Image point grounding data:
----
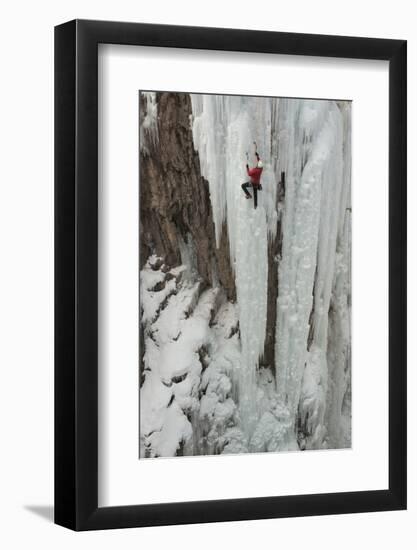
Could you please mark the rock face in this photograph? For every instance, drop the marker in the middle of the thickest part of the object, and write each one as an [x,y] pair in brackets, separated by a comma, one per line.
[274,255]
[175,210]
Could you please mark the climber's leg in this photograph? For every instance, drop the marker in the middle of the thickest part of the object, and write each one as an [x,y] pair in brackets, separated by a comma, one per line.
[245,189]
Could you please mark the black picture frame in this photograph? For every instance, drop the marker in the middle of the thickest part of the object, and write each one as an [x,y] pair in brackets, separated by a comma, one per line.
[76,272]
----
Problem description: Each line above should be written out again unchanged; no images are to be carried over.

Your solution:
Could you please mark the rock face in this photograph? For every instance, drop the marker in the middle of the thickest part of the object, and write each one as an [x,y] pair in brackets, separated by a comma, one per line.
[274,255]
[175,210]
Could you please mark the climber's leg in this photograph? For every instance, drop the marker in the middle of the thickest part of the object, and write each one as an [x,y] pair in brackets, separated by a comma, one per line.
[245,189]
Could you please mark the black picture frame in this photograph? For every instance, drop the marker in the middle of the thickest part of the object, and write each one as an [x,y] pair in brackets, separated by a comma, one per line.
[76,272]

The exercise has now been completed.